[START RECORDS PROVIDED]

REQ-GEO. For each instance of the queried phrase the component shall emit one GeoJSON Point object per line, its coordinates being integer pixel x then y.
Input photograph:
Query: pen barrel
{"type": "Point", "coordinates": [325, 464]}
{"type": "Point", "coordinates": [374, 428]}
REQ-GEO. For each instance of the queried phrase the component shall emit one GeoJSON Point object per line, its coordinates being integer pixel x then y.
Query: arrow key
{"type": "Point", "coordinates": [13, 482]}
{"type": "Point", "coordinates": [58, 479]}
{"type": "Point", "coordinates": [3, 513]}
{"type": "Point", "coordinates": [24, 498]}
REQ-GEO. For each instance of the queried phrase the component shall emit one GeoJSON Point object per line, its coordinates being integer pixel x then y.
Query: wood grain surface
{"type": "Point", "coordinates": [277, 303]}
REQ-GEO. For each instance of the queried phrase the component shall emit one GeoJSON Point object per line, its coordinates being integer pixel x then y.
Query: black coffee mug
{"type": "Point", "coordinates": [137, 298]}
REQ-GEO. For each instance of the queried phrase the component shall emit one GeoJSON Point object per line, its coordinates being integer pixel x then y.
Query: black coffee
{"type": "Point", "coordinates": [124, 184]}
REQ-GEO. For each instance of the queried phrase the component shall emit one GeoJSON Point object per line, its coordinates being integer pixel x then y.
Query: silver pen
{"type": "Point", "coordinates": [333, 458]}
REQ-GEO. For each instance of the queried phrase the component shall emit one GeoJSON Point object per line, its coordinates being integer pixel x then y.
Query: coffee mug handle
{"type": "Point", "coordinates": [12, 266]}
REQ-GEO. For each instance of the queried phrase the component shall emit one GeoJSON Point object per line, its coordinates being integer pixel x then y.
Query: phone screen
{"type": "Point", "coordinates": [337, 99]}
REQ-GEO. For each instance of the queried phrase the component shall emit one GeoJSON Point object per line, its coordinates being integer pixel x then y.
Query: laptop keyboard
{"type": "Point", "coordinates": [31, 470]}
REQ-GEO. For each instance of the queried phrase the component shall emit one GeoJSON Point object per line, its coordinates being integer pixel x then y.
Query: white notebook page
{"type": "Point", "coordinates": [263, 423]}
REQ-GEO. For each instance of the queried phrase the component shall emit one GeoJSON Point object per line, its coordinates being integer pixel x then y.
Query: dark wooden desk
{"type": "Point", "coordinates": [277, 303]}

[END RECORDS PROVIDED]

PROBLEM STATEMENT
Print the listing above in full, exactly as it is.

SOLUTION TO THIS TASK
REQ-GEO. For each instance of the queried phrase the component shall emit one GeoJSON Point object per line, its coordinates being integer pixel x then y.
Input photograph:
Query: pen barrel
{"type": "Point", "coordinates": [325, 464]}
{"type": "Point", "coordinates": [374, 428]}
REQ-GEO. For each instance of the queried phrase the component shall emit one GeoJSON Point object per line, its coordinates being integer pixel x then y.
Query: arrow key
{"type": "Point", "coordinates": [13, 482]}
{"type": "Point", "coordinates": [58, 479]}
{"type": "Point", "coordinates": [3, 513]}
{"type": "Point", "coordinates": [24, 498]}
REQ-GEO. For each instance of the queried phrase the component shall emit one GeoJSON Point object per line, its coordinates being integer pixel x then y.
Query: wood grain surface
{"type": "Point", "coordinates": [277, 303]}
REQ-GEO. For each instance of the queried phrase the component shall emit one GeoJSON Point object per line, its coordinates being integer pixel x then y.
Query: black coffee mug
{"type": "Point", "coordinates": [137, 298]}
REQ-GEO. For each instance of the queried phrase the component shall emit one GeoJSON Point object per line, its coordinates being integer pixel x then y.
Query: black coffee
{"type": "Point", "coordinates": [124, 184]}
REQ-GEO. For each instance of the queried phrase the component shall emit one GeoJSON Point object per line, its coordinates being integer pixel x then y.
Query: silver pen
{"type": "Point", "coordinates": [333, 458]}
REQ-GEO. For each instance of the queried phrase the component shall emit one GeoJSON Point object per line, its coordinates being integer pixel x then y.
Query: coffee mug handle
{"type": "Point", "coordinates": [12, 266]}
REQ-GEO. For each instance of the queried phrase the component shall emit one GeoJSON Point object per line, its coordinates being integer pixel x then y.
Query: phone screen
{"type": "Point", "coordinates": [337, 99]}
REQ-GEO. For each instance of the queried phrase the component shall emit one GeoJSON Point object per line, its coordinates being integer pixel x then y.
Query: laptop keyboard
{"type": "Point", "coordinates": [31, 470]}
REQ-GEO. For each instance of the queried phrase the component shall emit one GeoJSON Point object per line, its coordinates being integer pixel x then y.
Query: white notebook page
{"type": "Point", "coordinates": [263, 423]}
REQ-GEO. For each instance of the queried phrase the component shall emit one GeoJSON Point object per line, its coordinates being integer pixel x then y.
Query: dark wooden desk
{"type": "Point", "coordinates": [277, 303]}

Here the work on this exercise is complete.